(Recorded data)

------------------------------------------------------------------------

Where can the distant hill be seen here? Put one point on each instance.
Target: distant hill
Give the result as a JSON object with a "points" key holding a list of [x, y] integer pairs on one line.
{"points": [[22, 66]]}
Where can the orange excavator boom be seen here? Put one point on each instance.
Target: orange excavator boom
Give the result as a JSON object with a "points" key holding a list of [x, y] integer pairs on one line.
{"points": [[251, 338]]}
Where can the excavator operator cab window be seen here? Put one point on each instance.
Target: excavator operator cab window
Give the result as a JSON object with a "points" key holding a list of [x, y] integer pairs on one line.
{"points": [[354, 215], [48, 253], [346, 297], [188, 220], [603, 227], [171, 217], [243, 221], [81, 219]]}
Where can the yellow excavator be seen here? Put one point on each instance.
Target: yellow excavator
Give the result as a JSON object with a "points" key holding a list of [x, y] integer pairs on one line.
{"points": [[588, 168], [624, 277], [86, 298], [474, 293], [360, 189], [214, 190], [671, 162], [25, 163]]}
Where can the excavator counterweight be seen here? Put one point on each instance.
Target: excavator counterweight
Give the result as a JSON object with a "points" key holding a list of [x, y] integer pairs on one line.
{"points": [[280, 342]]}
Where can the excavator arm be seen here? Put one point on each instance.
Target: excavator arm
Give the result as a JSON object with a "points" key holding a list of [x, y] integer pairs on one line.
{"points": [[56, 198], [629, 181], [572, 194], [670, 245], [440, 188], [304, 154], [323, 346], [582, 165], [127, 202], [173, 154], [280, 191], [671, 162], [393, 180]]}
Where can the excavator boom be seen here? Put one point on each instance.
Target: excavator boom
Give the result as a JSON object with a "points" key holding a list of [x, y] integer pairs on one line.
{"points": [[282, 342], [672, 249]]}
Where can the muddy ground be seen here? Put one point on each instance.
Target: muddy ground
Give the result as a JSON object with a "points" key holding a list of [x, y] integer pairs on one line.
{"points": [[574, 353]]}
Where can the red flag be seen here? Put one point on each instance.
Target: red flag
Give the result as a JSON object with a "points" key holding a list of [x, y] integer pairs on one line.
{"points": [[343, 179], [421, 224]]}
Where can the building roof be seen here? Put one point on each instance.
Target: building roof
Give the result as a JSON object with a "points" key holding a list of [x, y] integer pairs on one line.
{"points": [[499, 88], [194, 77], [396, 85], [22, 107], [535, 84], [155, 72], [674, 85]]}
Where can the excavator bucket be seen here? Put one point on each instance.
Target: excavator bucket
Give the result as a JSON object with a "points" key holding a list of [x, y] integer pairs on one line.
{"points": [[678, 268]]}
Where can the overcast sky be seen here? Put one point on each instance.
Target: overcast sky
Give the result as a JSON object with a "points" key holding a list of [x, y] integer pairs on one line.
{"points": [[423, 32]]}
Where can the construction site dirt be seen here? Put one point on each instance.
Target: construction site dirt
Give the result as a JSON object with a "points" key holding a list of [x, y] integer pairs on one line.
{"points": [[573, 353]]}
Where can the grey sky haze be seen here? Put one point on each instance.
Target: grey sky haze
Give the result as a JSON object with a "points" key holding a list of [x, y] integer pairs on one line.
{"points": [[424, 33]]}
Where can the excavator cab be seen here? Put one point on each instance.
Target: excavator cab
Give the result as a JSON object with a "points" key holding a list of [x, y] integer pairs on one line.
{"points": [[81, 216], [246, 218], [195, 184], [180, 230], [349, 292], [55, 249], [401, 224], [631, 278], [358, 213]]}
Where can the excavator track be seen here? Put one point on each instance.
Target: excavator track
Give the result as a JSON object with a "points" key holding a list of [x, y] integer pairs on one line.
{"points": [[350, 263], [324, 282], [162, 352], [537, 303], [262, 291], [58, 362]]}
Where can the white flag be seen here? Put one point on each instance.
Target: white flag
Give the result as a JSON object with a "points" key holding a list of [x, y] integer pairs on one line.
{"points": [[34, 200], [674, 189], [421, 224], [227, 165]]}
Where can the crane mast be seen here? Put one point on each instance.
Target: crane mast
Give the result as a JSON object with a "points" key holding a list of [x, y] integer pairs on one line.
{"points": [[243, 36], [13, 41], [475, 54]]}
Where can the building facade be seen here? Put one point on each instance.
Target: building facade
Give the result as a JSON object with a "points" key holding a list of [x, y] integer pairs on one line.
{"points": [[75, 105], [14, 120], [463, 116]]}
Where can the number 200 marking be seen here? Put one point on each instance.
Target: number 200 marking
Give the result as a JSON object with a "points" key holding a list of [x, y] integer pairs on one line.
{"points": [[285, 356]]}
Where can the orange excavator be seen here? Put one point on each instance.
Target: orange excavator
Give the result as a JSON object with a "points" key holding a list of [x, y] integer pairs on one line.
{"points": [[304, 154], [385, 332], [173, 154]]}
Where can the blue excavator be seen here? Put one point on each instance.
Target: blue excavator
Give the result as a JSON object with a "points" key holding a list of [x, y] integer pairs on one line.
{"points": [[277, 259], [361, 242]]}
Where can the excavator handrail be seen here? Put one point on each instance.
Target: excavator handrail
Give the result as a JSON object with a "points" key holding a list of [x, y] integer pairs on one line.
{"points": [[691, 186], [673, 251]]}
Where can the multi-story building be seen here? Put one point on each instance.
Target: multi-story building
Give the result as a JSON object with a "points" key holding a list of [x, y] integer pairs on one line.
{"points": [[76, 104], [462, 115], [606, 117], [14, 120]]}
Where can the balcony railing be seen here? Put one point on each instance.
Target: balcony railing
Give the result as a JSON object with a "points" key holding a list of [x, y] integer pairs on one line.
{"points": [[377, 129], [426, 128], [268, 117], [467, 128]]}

------------------------------------------------------------------------

PROBLEM REQUIREMENTS:
Give back all the data exactly as written.

WRITTEN REPLY:
Where can the distant hill be seen here? Put one point on each instance.
Target: distant hill
Give the result as a JSON object with a "points" key holding a list of [x, y] integer pairs on one line.
{"points": [[22, 66]]}
Where can the orange excavator boom be seen here? Put one point on each instance.
Target: orange excavator boom
Give the result as a JSON object with a "points" key holding a list of [x, y] integer pairs on one line.
{"points": [[251, 338]]}
Where can the excavator operator cab window be seen here? Put one point on each instance.
Target: excavator operator cab window
Give the result as a JSON object with a "points" key holding a list of [x, y] integer pairs on one line.
{"points": [[354, 215], [48, 253], [346, 297], [188, 220], [603, 227], [171, 217], [243, 221], [81, 219]]}
Where can the yellow excavator be seen here? Put one point on each instance.
Target: yellow excavator
Give the result as a JSON object with a "points" key holding a list of [x, y] integer pairs on one line.
{"points": [[588, 168], [624, 277], [86, 298], [474, 293], [360, 189], [214, 190], [671, 162], [25, 163]]}
Where can the excavator counterweight be seen here? Put one point on each instance.
Target: excavator counterweight
Give the result as a JSON object with a "points" key holding a list of [x, y] integer pairs on one line.
{"points": [[280, 342]]}
Where can the excavator arm be seen here? Put one point on each instance.
Target: excavator arm
Give the result as a JSON object with a "points" key holding a list of [x, y] integer pairs on one line.
{"points": [[56, 198], [629, 181], [572, 194], [670, 245], [440, 188], [304, 154], [323, 346], [582, 165], [127, 202], [173, 154], [280, 191], [671, 162], [393, 180]]}
Where can the excavator boom be seen here? Put one point on each instance.
Target: excavator boom
Give the result as a JSON object with a "points" key holding a list of [x, y] integer pairs on one line.
{"points": [[282, 342], [672, 249]]}
Where can the muddy ground be seen here? Put one point on each instance.
Target: muddy ground
Give the result as a JSON object with a "points" key holding a list of [x, y] integer pairs on one line.
{"points": [[574, 353]]}
Where can the red flag be seen here? Put one point on each instance.
Target: red flag
Give the result as a JSON object with a "points" key holding a list of [x, y] integer pairs on one line.
{"points": [[343, 179], [421, 224]]}
Where can the building roof be seen here? Put one point on each instance.
Target: building roof
Give the result as a JSON object with a "points" key holding a list of [x, y] integer pairs on one line.
{"points": [[499, 88], [194, 77], [396, 85], [22, 107], [535, 84], [155, 72], [674, 85]]}
Where can the excavator bucket be seen here? Put one point on each instance.
Target: excavator bucket
Give the result as a JSON object with a "points" key holding a list of [x, y] integer pairs on one line.
{"points": [[678, 268]]}
Where can the overcast sky be seen here? Put one point on each instance.
Target: overcast sky
Give the result as a JSON object with a "points" key holding a list of [x, y] integer pairs on one line.
{"points": [[423, 32]]}
Where can the construction site dirt be seen here? Put one point on each instance.
Target: construction site dirt
Give the result as a JSON object with a "points" key holding a list of [x, y] integer pairs on one line.
{"points": [[573, 353]]}
Where can the grey sky haze be seen here? Put one point on each instance.
Target: grey sky haze
Give the result as a JSON object with a "points" key holding a list of [x, y] integer pairs on one line.
{"points": [[424, 33]]}
Where can the excavator cab be seen here? Put one point on each instance.
Target: excavator cab
Give the result as a JSON object with a "points" key holding a list of [x, y] integer pairs on one line.
{"points": [[81, 216], [246, 218], [195, 184], [180, 230], [349, 292], [55, 249], [401, 224], [631, 278], [358, 213]]}
Where can the excavator track be seen here? Put one point on each instance.
Target: excavator track
Give the result as a JSON object with a "points" key holding a list of [x, y] integer pairs on one line.
{"points": [[350, 263], [324, 282], [162, 352], [537, 303], [262, 291], [58, 362]]}
Where can the white flag be seen here? Put one point on each instance.
Target: white flag
Give the result as a JSON object with a "points" key holding a list of [x, y] integer pairs on one line.
{"points": [[34, 200], [674, 189], [421, 224], [227, 165]]}
Where can the crane mast be seen here? Put one point on each instance.
Target: crane mast
Give the result as a JSON object with a "points" key holding a list of [x, y] integer pairs on one line.
{"points": [[243, 36], [13, 41], [475, 54]]}
Where can the building facade be seen here? Put one point on each instance.
Target: building facade
Give the result as a JSON object with a "points" key holding a list of [x, y] integer pairs on one line.
{"points": [[75, 105], [14, 120], [463, 116]]}
Where can the number 200 marking be seen here? Put one point on each instance.
Target: number 200 marking
Give the result as a JSON object with a "points" key holding a list of [x, y] integer pairs on one line.
{"points": [[285, 356]]}
Where can the orange excavator be seen here? Put one point on each instance.
Target: orange excavator
Give the result as a JSON object with a "points" key holding a list of [x, y] integer pairs on one line.
{"points": [[304, 154], [385, 332], [173, 154]]}
Where can the blue excavator be seen here? Put one point on each instance.
Target: blue excavator
Give the result as a JSON object with a "points" key holding a list of [x, y] integer pairs on one line.
{"points": [[277, 259], [361, 242]]}
Where can the excavator handrail be seen here? Put one point on each instance.
Target: excavator handrail
Give the result as a JSON object with a "points" key holding a list of [x, y] integer pairs on one line.
{"points": [[691, 186], [673, 251]]}
Where can the multi-story building be seen here? Put one point on each instance.
Target: multi-story building
Give the result as a JSON object with a "points" key holding a list of [x, y] integer pairs on one line.
{"points": [[76, 104], [462, 115], [606, 117], [14, 120]]}
Where can the balcony railing be seen here? Put one point on each instance.
Target: balcony railing
Give the result as a JSON object with a "points" key holding a list of [x, y] integer pairs on one line.
{"points": [[377, 129], [426, 128], [268, 117], [467, 128]]}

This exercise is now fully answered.